◆ **PROVIDED TEXT**
────

BadgerDB
BadgerDB is an embeddable, persistent and fast key-value (KV) database written in pure Go. It is the underlying database for Dgraph, a fast, distributed graph database. It's meant to be a performant alternative to non-Go-based key-value stores like RocksDB.
Use Discuss Issues for reporting issues about this repository.
Project Status [March 24, 2020]
Badger is stable and is being used to serve data sets worth hundreds of
terabytes. Badger supports concurrent ACID transactions with serializable
snapshot isolation (SSI) guarantees. A Jepsen-style bank test runs nightly for
8h, with --race
flag and ensures the maintenance of transactional guarantees.
Badger has also been tested to work with filesystem level anomalies, to ensure
persistence and consistency. Badger is being used by a number of projects which
includes Dgraph, Jaeger Tracing, UsenetExpress, and many more.
The list of projects using Badger can be found here.
Badger v1.0 was released in Nov 2017, and the latest version that is data-compatible with v1.0 is v1.6.0.
Badger v2.0 was released in Nov 2019 with a new storage format which won't be compatible with all of the v1.x. Badger v2.0 supports compression, encryption and uses a cache to speed up lookup.
The Changelog is kept fairly up-to-date.
For more details on our version naming schema please read Choosing a version.
Table of Contents
Getting Started
Installing
To start using Badger, install Go 1.12 or above. Badger v2 needs go modules. Run the following command to retrieve the library.

────

◆ **JOBS**
#1 Could you sum up the BadgerDB page in two sentences?
#2 Would you quote the part of the BadgerDB page that opens with the words containing "Project Status [March" and closes with "and many more."?

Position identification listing

────

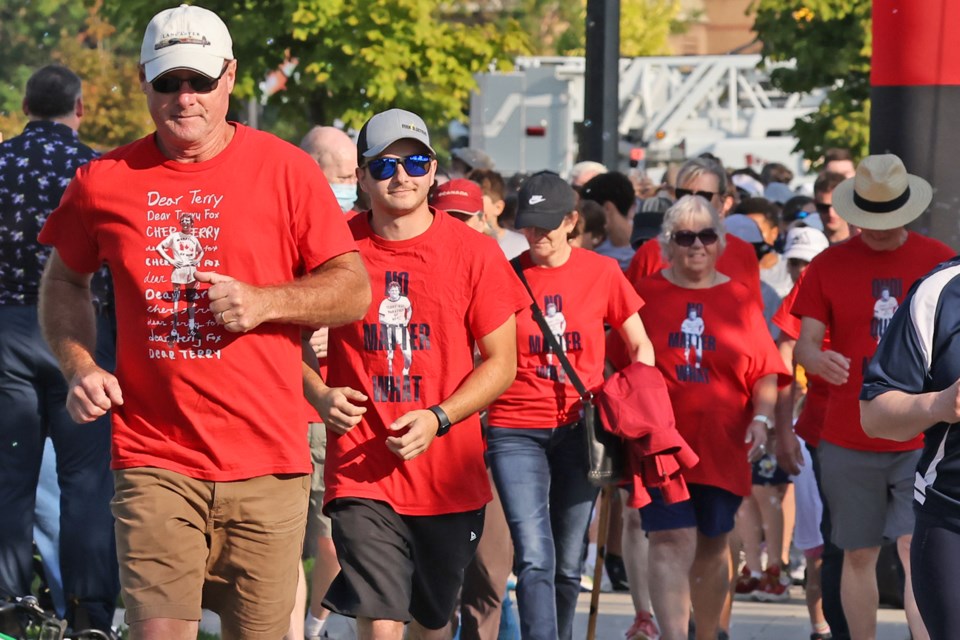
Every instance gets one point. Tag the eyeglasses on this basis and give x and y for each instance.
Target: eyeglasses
(706, 195)
(687, 238)
(416, 165)
(198, 84)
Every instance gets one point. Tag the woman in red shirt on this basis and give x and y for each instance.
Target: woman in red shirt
(535, 439)
(721, 367)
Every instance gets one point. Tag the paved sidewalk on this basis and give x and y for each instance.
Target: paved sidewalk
(751, 620)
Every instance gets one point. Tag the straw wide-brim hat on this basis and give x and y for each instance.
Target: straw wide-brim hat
(882, 195)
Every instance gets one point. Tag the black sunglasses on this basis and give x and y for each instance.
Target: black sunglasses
(706, 195)
(198, 84)
(687, 238)
(416, 165)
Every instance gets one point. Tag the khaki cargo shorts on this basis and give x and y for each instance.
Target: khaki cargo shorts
(231, 547)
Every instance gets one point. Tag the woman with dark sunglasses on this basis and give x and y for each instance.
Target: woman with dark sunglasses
(722, 371)
(535, 440)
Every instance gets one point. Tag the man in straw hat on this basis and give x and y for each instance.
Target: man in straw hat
(911, 389)
(867, 482)
(211, 463)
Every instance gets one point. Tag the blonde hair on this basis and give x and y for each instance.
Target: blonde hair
(684, 210)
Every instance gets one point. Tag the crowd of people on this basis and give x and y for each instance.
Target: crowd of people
(244, 353)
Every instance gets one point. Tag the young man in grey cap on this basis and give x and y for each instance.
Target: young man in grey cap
(405, 476)
(212, 469)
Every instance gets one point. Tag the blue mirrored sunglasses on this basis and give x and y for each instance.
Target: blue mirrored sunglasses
(383, 168)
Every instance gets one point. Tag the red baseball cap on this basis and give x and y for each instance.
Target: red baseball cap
(460, 196)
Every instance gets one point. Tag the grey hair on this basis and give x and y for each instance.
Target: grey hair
(684, 210)
(696, 167)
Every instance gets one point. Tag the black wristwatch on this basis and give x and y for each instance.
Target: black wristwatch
(442, 419)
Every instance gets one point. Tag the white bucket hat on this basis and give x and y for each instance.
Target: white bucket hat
(882, 195)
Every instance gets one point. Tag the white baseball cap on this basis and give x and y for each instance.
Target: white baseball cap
(186, 37)
(804, 243)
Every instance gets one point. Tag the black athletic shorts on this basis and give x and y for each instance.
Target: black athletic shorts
(396, 567)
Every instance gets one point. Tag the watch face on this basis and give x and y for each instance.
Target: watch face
(442, 419)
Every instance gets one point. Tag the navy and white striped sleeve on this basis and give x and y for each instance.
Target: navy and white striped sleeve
(905, 356)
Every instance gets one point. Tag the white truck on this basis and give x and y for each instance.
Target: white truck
(671, 108)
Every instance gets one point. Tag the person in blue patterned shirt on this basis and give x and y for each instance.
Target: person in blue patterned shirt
(35, 168)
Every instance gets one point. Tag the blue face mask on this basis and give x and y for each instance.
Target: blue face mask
(346, 194)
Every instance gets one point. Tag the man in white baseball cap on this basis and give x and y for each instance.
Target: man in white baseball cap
(211, 466)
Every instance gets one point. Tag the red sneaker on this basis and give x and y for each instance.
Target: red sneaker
(774, 586)
(746, 583)
(643, 628)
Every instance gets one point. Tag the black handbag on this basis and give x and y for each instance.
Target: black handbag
(605, 450)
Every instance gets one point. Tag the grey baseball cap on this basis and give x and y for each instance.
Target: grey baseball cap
(385, 128)
(543, 201)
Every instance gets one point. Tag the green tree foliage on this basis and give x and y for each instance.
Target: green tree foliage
(557, 27)
(830, 40)
(36, 33)
(645, 26)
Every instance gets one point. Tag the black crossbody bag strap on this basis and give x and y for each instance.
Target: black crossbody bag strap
(585, 396)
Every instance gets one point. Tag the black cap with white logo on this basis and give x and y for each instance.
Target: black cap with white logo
(544, 201)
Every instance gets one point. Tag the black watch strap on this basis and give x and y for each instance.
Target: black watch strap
(442, 419)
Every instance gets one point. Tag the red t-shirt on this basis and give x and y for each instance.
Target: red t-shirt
(576, 298)
(712, 345)
(810, 421)
(199, 400)
(844, 289)
(413, 349)
(738, 260)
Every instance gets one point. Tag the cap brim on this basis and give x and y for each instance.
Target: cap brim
(184, 58)
(921, 193)
(373, 152)
(540, 219)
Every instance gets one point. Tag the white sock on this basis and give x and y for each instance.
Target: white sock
(312, 626)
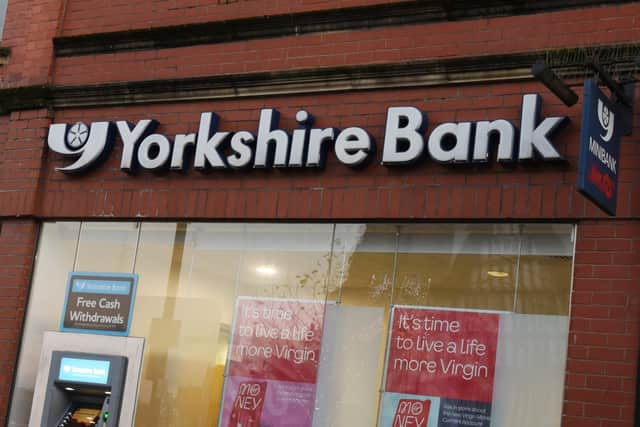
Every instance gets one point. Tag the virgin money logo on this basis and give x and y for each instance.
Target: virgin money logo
(405, 142)
(606, 119)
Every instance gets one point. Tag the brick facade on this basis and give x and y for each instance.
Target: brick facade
(605, 317)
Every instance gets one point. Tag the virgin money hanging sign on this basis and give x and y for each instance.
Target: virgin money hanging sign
(599, 149)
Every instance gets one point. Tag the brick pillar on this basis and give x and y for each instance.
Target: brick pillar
(605, 317)
(17, 244)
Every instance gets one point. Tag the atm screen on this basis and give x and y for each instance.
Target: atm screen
(84, 370)
(84, 417)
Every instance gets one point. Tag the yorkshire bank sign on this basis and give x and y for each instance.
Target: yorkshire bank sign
(405, 142)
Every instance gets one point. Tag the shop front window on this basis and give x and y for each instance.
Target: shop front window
(325, 324)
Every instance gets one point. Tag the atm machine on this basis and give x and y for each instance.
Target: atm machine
(75, 388)
(84, 390)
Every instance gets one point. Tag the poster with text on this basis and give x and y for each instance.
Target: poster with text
(273, 363)
(440, 368)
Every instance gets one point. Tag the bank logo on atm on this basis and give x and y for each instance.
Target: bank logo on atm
(599, 149)
(99, 303)
(84, 370)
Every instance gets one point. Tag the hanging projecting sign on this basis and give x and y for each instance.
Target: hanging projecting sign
(599, 149)
(99, 303)
(307, 147)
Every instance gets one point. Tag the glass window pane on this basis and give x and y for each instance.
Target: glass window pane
(107, 246)
(545, 268)
(463, 266)
(354, 341)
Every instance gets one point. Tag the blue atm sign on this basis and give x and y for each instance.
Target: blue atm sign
(599, 149)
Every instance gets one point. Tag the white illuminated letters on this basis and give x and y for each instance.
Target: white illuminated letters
(406, 141)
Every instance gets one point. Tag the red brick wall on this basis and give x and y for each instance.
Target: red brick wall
(17, 243)
(29, 27)
(604, 331)
(22, 139)
(586, 27)
(603, 350)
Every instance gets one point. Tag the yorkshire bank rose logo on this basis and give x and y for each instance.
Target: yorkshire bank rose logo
(606, 119)
(87, 145)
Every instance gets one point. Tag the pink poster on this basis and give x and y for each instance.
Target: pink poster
(273, 363)
(442, 361)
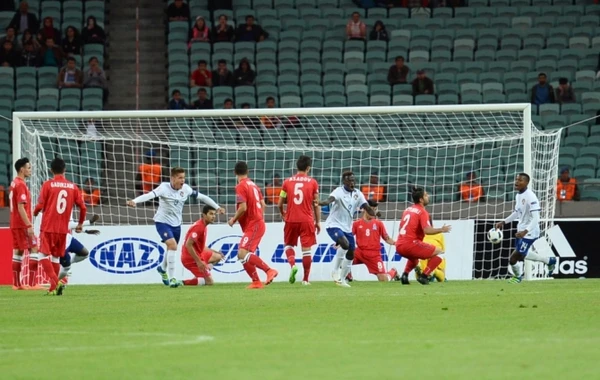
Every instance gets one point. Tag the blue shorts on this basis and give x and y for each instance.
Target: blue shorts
(523, 245)
(167, 232)
(336, 233)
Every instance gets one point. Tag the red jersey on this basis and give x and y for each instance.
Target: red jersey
(302, 190)
(197, 233)
(369, 234)
(414, 220)
(56, 201)
(247, 191)
(19, 194)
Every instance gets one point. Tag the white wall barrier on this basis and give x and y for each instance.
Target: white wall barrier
(130, 255)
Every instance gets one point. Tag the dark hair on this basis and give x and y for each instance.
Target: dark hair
(417, 194)
(20, 163)
(58, 166)
(241, 168)
(303, 163)
(206, 209)
(525, 175)
(177, 170)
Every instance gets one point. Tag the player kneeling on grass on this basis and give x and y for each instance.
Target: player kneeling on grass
(439, 273)
(195, 257)
(527, 210)
(414, 225)
(369, 231)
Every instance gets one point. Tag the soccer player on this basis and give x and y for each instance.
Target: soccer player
(527, 210)
(195, 257)
(169, 217)
(414, 225)
(346, 200)
(250, 205)
(21, 225)
(369, 231)
(57, 197)
(302, 216)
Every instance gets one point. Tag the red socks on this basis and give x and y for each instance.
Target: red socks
(16, 273)
(432, 265)
(49, 269)
(257, 262)
(410, 265)
(290, 253)
(306, 263)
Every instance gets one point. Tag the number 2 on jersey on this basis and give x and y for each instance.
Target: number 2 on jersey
(404, 224)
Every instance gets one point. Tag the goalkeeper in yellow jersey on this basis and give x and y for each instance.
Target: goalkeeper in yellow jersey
(440, 272)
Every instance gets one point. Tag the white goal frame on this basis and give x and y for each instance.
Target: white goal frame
(523, 108)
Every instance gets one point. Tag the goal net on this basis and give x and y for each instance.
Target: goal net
(390, 150)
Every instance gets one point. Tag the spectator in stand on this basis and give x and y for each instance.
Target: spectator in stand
(251, 31)
(201, 76)
(203, 102)
(177, 102)
(244, 75)
(29, 37)
(93, 33)
(12, 37)
(9, 57)
(200, 32)
(422, 85)
(471, 190)
(374, 190)
(178, 11)
(70, 76)
(564, 92)
(95, 77)
(273, 190)
(29, 56)
(23, 19)
(566, 187)
(48, 30)
(90, 193)
(398, 73)
(149, 173)
(223, 32)
(222, 76)
(379, 33)
(50, 54)
(542, 92)
(356, 29)
(72, 42)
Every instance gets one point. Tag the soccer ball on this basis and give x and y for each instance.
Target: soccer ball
(495, 235)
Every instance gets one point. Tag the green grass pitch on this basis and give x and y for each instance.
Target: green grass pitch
(454, 330)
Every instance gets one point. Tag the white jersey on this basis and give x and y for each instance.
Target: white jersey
(341, 214)
(526, 204)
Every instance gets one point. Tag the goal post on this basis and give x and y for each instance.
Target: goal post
(393, 147)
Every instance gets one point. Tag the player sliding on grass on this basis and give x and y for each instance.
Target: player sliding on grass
(345, 201)
(249, 214)
(414, 225)
(302, 217)
(169, 217)
(195, 257)
(369, 231)
(527, 210)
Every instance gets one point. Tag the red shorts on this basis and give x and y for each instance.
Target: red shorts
(416, 250)
(21, 239)
(53, 244)
(252, 237)
(190, 264)
(305, 231)
(372, 259)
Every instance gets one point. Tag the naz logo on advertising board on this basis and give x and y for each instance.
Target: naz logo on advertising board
(229, 245)
(127, 255)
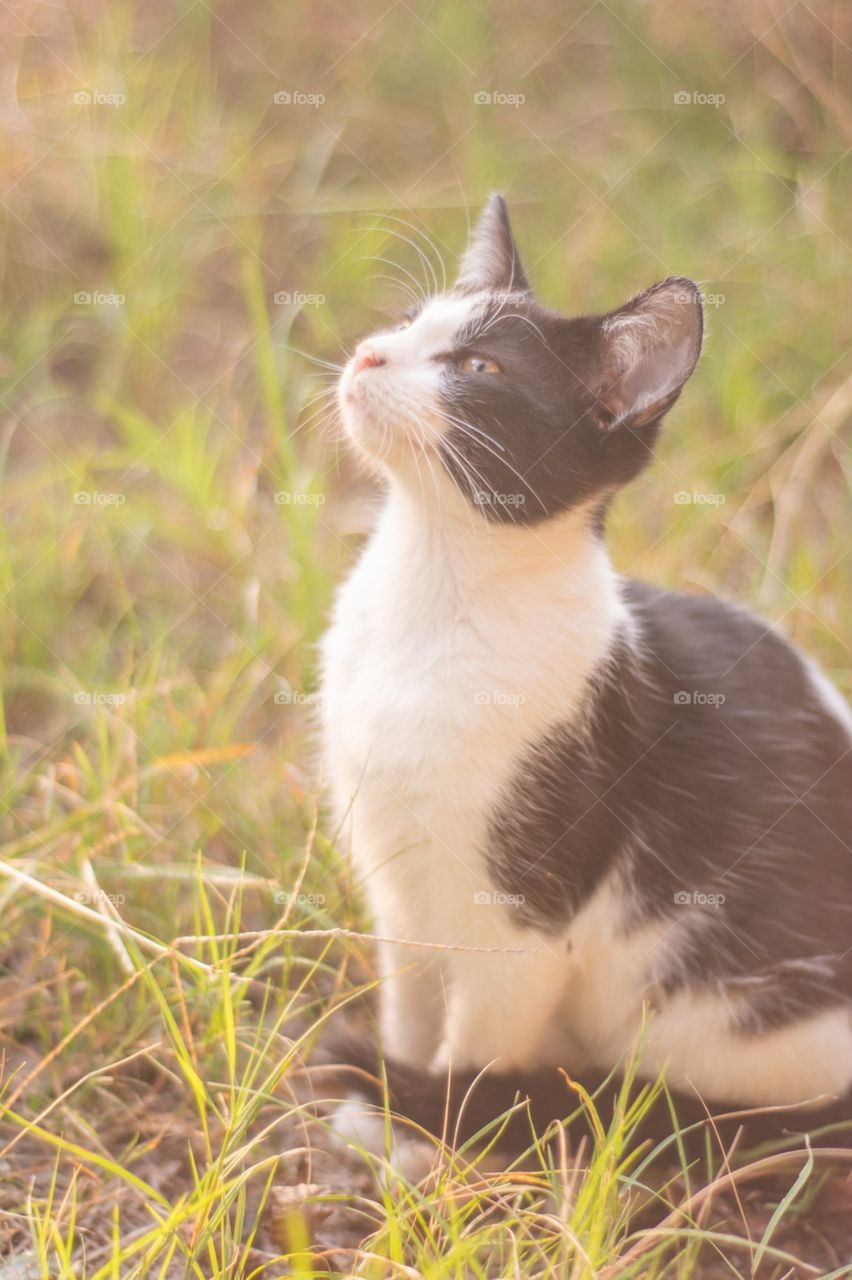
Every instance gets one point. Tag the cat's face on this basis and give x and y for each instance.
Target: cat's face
(522, 411)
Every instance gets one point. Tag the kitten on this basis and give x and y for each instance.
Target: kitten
(607, 803)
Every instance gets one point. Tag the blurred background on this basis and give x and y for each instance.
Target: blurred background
(204, 206)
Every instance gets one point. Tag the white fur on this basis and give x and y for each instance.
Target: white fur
(454, 644)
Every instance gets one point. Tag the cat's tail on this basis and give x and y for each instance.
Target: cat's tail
(465, 1105)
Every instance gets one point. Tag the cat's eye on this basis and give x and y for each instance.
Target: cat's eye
(480, 365)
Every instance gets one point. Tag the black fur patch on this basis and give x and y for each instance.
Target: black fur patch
(714, 781)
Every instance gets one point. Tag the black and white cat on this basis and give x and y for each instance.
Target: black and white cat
(605, 801)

────

◆ **THE RESULTS**
#1 BadgerDB is an embeddable, persistent and fast key-value database written in pure Go that underlies Dgraph and is meant as a performant alternative to non-Go-based stores like RocksDB. It is stable and supports concurrent ACID transactions with serializable snapshot isolation, and its v2.0, released in Nov 2019, brought a new storage format along with compression, encryption and a cache to speed up lookup.

#2
Project Status [March 24, 2020]
Badger is stable and is being used to serve data sets worth hundreds of
terabytes. Badger supports concurrent ACID transactions with serializable
snapshot isolation (SSI) guarantees. A Jepsen-style bank test runs nightly for
8h, with --race
flag and ensures the maintenance of transactional guarantees.
Badger has also been tested to work with filesystem level anomalies, to ensure
persistence and consistency. Badger is being used by a number of projects which
includes Dgraph, Jaeger Tracing, UsenetExpress, and many more.